Dataset entries
= = =

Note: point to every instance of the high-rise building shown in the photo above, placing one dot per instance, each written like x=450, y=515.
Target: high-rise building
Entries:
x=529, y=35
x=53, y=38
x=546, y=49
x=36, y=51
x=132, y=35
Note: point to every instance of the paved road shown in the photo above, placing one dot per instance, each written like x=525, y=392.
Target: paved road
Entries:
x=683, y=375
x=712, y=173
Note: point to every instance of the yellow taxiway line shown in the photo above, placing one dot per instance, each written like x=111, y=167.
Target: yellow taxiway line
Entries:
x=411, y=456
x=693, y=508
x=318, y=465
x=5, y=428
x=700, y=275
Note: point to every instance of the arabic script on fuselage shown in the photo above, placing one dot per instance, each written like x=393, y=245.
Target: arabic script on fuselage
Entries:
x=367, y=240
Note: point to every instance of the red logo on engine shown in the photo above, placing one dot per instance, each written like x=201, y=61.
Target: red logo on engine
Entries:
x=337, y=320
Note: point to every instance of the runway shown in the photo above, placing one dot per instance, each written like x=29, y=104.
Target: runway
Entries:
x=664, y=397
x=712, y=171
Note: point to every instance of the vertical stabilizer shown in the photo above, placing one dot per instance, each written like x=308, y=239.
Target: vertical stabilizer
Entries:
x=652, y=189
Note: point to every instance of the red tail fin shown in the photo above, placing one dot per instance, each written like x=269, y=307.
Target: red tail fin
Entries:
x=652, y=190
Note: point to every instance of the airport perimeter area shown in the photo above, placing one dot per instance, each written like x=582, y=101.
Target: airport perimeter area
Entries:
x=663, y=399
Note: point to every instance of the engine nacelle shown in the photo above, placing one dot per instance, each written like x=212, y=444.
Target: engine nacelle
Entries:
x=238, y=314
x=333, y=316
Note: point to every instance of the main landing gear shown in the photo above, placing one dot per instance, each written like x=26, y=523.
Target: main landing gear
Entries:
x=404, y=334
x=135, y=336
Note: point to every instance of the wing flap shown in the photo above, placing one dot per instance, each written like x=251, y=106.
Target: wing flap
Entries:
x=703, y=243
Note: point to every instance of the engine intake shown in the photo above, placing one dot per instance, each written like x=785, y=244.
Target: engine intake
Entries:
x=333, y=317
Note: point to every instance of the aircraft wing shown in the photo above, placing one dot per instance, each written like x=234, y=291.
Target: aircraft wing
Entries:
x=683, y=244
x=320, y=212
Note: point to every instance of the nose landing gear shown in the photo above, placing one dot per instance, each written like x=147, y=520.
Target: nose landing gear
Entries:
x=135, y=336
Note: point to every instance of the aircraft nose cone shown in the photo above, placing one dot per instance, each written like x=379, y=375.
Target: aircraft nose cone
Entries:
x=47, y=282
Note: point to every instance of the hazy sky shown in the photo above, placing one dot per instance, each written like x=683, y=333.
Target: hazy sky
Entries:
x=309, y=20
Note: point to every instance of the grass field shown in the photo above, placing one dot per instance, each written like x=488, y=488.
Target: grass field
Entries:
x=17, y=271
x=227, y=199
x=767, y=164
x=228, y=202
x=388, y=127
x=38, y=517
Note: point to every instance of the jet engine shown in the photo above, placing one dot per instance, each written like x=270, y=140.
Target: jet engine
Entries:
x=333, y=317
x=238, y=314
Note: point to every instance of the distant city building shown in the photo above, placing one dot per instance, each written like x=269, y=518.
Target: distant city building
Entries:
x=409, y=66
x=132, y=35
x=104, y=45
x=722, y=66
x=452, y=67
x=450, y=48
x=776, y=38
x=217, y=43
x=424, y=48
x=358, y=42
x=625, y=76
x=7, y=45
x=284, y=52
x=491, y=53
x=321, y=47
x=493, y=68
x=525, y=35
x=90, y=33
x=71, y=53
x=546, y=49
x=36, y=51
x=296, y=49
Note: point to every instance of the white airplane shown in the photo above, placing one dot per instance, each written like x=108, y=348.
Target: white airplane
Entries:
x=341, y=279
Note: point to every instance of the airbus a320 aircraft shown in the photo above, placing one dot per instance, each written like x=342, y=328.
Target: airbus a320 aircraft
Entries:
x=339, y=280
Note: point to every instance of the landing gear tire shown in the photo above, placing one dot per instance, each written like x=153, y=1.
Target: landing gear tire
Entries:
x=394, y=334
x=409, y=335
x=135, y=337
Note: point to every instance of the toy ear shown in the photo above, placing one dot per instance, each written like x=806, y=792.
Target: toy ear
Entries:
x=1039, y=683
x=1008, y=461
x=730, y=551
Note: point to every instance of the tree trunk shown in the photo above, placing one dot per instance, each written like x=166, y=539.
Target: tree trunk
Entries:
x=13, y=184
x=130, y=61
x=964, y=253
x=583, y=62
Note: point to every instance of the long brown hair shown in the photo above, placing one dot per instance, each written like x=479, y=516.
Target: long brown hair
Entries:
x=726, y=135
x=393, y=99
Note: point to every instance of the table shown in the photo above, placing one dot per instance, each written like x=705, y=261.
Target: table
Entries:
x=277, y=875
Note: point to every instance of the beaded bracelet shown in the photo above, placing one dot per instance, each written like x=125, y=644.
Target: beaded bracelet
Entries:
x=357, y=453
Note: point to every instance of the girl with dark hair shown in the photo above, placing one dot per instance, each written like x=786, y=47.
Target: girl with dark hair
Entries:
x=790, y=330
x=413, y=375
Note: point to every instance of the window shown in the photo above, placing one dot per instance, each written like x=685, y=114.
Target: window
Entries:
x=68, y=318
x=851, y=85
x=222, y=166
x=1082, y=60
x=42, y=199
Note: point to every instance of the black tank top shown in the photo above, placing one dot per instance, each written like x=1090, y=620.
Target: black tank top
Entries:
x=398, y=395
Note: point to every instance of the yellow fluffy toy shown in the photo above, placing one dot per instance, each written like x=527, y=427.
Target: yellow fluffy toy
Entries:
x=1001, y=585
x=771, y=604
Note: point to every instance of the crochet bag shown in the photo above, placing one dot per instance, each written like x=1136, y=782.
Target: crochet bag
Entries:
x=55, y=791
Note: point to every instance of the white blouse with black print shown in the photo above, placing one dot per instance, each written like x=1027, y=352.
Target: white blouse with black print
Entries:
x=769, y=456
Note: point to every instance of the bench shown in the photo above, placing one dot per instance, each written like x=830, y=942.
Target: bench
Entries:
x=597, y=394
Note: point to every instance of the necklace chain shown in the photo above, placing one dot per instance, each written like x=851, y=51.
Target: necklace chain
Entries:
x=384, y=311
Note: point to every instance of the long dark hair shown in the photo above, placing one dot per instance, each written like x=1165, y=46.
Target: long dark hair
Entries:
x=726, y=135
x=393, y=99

= = =

Take the line containing "Target: necklace chain" as the first line and the last line of the data above as the final one. Write out these lines and all between them exactly.

OUTPUT FOR THIS TASK
Target: necklace chain
Entries:
x=384, y=311
Note: point to every instance of the long dark hair shown in the photo above, placing one dot per instance, each written like x=1165, y=46.
Target: long dark hair
Entries:
x=726, y=135
x=393, y=99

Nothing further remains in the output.